(Task statement): Reproduce the entries exactly, beginning with the line containing "Could you identify the tulip field" and ending with their last line, both included.

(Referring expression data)
---------------
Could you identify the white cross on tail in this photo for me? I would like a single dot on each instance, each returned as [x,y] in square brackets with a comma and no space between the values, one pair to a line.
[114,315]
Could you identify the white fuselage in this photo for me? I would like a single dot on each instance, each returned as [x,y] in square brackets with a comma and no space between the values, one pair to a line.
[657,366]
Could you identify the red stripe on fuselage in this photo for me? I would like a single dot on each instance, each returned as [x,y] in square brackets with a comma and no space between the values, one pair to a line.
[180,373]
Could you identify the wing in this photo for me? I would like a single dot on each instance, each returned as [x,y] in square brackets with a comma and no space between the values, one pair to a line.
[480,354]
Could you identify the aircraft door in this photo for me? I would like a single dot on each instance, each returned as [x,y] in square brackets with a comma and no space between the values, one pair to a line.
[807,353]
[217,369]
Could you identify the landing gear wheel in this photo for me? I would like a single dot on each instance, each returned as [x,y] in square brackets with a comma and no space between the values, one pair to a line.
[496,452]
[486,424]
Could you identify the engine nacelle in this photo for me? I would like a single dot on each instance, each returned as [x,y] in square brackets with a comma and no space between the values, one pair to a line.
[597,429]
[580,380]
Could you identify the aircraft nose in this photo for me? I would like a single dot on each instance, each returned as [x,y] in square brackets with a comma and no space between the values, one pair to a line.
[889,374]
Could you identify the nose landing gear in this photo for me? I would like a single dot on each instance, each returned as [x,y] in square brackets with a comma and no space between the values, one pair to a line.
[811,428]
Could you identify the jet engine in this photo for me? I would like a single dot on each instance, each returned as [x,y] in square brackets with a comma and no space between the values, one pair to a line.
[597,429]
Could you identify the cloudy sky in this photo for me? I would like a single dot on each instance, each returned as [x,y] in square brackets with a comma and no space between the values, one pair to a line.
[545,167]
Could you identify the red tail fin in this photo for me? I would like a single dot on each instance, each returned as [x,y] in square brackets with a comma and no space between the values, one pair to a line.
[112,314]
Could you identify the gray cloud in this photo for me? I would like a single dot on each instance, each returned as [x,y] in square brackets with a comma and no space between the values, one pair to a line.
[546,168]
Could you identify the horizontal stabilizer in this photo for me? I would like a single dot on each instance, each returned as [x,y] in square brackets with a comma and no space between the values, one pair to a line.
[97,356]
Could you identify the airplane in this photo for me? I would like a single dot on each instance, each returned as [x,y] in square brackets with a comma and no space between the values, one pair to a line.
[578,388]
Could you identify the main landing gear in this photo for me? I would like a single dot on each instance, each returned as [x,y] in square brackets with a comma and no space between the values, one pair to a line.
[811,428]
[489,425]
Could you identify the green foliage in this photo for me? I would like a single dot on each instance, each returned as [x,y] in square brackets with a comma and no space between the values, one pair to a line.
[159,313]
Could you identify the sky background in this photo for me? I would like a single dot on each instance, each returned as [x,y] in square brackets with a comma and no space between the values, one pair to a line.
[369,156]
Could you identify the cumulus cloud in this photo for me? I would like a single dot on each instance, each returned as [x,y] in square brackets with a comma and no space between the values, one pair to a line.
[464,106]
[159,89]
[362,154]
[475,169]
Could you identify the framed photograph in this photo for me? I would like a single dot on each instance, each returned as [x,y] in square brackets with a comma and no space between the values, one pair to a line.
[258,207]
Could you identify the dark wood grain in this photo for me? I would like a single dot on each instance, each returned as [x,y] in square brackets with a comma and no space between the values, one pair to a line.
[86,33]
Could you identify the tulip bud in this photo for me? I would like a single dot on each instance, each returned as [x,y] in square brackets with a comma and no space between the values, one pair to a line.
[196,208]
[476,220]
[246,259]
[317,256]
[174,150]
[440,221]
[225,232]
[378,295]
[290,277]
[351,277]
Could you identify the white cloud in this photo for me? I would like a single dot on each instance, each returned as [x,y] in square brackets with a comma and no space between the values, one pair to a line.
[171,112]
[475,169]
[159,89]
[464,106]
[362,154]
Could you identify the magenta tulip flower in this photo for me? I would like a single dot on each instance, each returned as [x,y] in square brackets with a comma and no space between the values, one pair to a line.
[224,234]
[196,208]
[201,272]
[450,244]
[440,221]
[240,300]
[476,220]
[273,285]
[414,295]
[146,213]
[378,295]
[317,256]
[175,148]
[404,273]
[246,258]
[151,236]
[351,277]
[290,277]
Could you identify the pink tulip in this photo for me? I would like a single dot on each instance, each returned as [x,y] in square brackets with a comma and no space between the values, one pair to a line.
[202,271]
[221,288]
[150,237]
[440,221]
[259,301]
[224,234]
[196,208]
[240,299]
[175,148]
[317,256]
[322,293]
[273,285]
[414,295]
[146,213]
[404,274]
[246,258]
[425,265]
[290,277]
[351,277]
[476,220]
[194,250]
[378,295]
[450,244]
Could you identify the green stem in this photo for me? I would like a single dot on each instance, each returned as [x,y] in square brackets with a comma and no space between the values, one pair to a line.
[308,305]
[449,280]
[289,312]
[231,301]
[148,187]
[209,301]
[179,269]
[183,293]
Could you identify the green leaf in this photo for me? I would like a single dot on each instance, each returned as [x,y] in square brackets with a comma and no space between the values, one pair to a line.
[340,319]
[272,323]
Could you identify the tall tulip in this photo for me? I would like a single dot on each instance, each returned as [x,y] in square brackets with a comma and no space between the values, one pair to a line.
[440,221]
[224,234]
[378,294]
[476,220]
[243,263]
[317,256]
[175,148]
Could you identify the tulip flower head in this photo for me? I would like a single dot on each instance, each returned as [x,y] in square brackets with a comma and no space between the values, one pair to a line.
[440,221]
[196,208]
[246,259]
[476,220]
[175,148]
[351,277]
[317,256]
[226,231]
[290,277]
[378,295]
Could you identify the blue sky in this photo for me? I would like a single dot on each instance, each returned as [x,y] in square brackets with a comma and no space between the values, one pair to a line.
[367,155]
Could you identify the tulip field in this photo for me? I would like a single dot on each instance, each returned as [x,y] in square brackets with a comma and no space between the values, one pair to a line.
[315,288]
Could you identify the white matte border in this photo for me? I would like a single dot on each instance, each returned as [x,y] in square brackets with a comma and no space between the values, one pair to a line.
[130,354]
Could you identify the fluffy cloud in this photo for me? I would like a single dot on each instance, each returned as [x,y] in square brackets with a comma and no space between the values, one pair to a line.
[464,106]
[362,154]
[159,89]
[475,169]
---------------
(Exercise output):
Could you identify the tulip field in this photo for me? I would like a single dot on each instance, each returned as [x,y] in square brackets with a comma and no space between the values, one pair to a line.
[315,288]
Could you identify the white matte border in this photo for me? I would like a single dot on each instance, each returned as [x,y] in square brackets with a comma and no space between the values, one pair to a line.
[130,354]
Could you identify the fluffy cloud in this photo for me? I would like a single dot on each instance, each returned as [x,y] in square brackets with a comma and no space between the values, one pair to a line.
[464,106]
[362,154]
[159,89]
[475,169]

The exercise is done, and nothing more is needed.